Problem statement
Reproduce all the entries, matching the original word for word.

Input material
- - - -

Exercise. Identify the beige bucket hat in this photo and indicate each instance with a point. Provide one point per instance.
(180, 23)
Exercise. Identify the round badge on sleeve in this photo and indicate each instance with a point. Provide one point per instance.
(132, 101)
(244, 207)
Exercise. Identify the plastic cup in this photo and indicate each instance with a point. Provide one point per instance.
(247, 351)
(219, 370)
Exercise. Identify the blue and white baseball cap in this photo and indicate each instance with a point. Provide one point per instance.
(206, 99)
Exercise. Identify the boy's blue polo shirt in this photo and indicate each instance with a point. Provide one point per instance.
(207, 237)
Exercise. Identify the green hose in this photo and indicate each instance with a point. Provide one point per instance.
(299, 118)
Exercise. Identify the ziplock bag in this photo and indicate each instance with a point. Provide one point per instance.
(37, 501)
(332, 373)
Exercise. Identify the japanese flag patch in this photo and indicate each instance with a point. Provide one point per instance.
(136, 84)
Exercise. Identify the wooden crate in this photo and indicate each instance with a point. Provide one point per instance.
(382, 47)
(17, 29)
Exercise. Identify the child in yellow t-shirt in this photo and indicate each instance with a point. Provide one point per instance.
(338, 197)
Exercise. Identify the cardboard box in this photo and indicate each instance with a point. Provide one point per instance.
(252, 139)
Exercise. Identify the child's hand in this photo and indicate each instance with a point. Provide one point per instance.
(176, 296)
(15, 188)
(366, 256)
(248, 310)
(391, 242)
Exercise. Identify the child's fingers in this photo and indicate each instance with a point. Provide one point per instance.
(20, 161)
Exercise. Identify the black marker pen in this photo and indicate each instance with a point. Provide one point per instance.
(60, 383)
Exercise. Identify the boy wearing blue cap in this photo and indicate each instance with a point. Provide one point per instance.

- - - -

Answer area
Exercise. Identify the beige bucket hat in this photo and indicate each instance with a point. Provide one point per instance.
(180, 23)
Exercise. Identify the round badge on sleeve in this photo and indicate each instance with a point. Provide one point per instance.
(132, 101)
(244, 207)
Exercise. Identify the plastic cup in this photo and indicate each instance with a point. Provide one point per instance.
(247, 351)
(219, 370)
Exercise. Identify the blue and white baseball cap in this photo and indicate each instance with a point. Provide one point per instance.
(206, 99)
Exercise. Identify the boy's blue polo shirt in this photo and indicate each instance with a point. Provide one point per instance.
(207, 237)
Exercise. Identify the green hose in this photo and indicate each instance with a point. Provide one point per instance.
(299, 118)
Exercise. Identify the ziplock bag in this photo and indicate each instance with a point. Provide one point per instance.
(37, 501)
(332, 373)
Exercise. Identify the japanese flag patch in this photo and indicate each instance with a point. Provide one point per instance.
(136, 84)
Exercise. Identify the wooden crate in this photo and indicate each instance with a point. Provide one point per instance.
(382, 47)
(17, 29)
Exercise. Identify the child in yellow t-shirt in this photo and indicate each instance with a point. Provide one point per instance.
(338, 197)
Exercise. Identify the cardboard box in this photo and indicate each instance with a point. Provide one point per instance.
(252, 139)
Exercise. Identify the child's hand in this photo and indicate each instance with a point. Provide one point per instance.
(176, 296)
(15, 188)
(366, 256)
(248, 310)
(391, 242)
Exercise. Identify the child's fingers in this photo and indicate each instance with a point. Provide one point per instance.
(20, 161)
Exercise. Identify the black marker pen in this photo and indicate each instance with a point. Provide one point per instance.
(60, 383)
Exercise. Identify the boy wearing blue cap in this photo and indicate each instance with a point. Provide one point per instance.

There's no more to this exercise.